#### WORK TO COMPLETE:
Return exactly the lines of the records below, starting at the line that contains "point(163, 0)" and ending at the line that contains "point(812, 13)", with both of those lines kept.
******
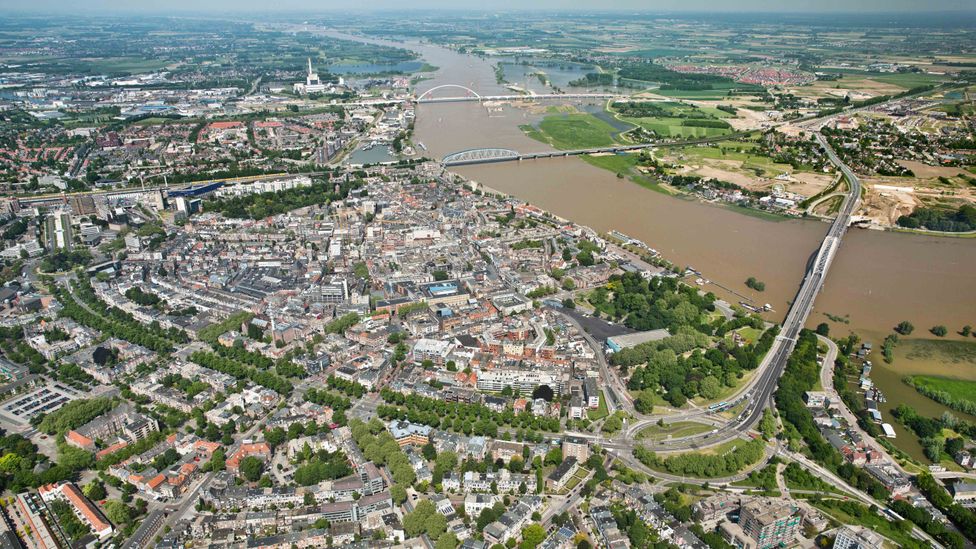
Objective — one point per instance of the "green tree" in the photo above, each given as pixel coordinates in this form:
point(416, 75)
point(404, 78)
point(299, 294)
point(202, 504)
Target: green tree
point(447, 540)
point(95, 490)
point(532, 536)
point(251, 468)
point(398, 493)
point(905, 327)
point(710, 387)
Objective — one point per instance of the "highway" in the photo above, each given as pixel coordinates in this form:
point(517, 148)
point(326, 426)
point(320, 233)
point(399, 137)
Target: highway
point(759, 395)
point(495, 155)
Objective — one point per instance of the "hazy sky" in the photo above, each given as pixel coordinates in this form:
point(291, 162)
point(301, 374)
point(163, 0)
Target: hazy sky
point(359, 5)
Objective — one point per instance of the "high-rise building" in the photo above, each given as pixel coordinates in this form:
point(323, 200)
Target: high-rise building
point(763, 524)
point(849, 537)
point(58, 231)
point(576, 447)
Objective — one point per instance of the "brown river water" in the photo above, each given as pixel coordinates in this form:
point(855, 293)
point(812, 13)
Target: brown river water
point(877, 279)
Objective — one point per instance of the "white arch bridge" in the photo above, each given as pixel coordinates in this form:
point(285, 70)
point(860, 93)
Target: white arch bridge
point(471, 95)
point(480, 156)
point(426, 96)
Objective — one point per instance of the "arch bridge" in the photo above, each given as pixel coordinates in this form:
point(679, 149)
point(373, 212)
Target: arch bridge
point(480, 156)
point(426, 94)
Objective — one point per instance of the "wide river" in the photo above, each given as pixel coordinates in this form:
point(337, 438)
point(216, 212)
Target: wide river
point(878, 278)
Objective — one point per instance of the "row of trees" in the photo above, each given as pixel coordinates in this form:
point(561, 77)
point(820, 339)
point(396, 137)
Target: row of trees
point(943, 397)
point(705, 465)
point(115, 322)
point(379, 446)
point(801, 374)
point(259, 206)
point(72, 415)
point(702, 373)
point(448, 415)
point(240, 371)
point(964, 519)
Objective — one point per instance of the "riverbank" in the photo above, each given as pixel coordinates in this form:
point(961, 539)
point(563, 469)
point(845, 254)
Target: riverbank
point(919, 357)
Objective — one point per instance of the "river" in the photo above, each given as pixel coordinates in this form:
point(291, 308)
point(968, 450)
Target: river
point(877, 280)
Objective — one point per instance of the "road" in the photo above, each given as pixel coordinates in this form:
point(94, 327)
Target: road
point(826, 474)
point(760, 390)
point(827, 381)
point(189, 499)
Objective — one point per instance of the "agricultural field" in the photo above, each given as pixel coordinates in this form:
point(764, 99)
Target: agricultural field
point(573, 131)
point(741, 163)
point(675, 119)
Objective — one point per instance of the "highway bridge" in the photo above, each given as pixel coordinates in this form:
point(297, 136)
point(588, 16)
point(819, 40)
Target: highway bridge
point(759, 393)
point(471, 95)
point(491, 155)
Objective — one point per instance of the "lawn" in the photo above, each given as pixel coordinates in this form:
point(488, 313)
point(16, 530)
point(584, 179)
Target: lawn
point(671, 118)
point(910, 80)
point(839, 512)
point(674, 430)
point(958, 389)
point(620, 163)
point(672, 127)
point(717, 93)
point(601, 412)
point(574, 131)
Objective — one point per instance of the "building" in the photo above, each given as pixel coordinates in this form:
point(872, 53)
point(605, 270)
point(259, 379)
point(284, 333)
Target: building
point(591, 392)
point(626, 341)
point(525, 380)
point(964, 493)
point(576, 447)
point(474, 504)
point(69, 493)
point(123, 422)
point(433, 350)
point(312, 84)
point(407, 433)
point(58, 231)
point(764, 524)
point(260, 450)
point(558, 478)
point(32, 509)
point(857, 537)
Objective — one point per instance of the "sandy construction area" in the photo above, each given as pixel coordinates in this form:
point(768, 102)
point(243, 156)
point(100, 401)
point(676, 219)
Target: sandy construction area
point(925, 171)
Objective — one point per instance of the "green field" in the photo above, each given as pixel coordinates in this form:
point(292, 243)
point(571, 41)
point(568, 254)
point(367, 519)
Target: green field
point(910, 80)
point(677, 429)
point(601, 412)
point(717, 93)
point(671, 122)
point(958, 389)
point(573, 131)
point(750, 161)
point(672, 127)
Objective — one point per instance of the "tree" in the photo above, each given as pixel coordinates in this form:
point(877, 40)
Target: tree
point(768, 424)
point(398, 493)
point(118, 512)
point(251, 468)
point(905, 327)
point(544, 392)
point(709, 387)
point(447, 540)
point(644, 402)
point(95, 490)
point(532, 536)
******
#### SOLVED EXERCISE:
point(163, 0)
Target: hazy sky
point(359, 5)
Objective — one point per instance of the "high-rise building" in the photo above, each given as pixel coordinates in this form:
point(323, 200)
Target: high-rise building
point(763, 524)
point(849, 537)
point(58, 231)
point(576, 447)
Objective — one point per instance of the "brown river water" in the photo above, each given as pixel coordinates in this form:
point(855, 293)
point(812, 13)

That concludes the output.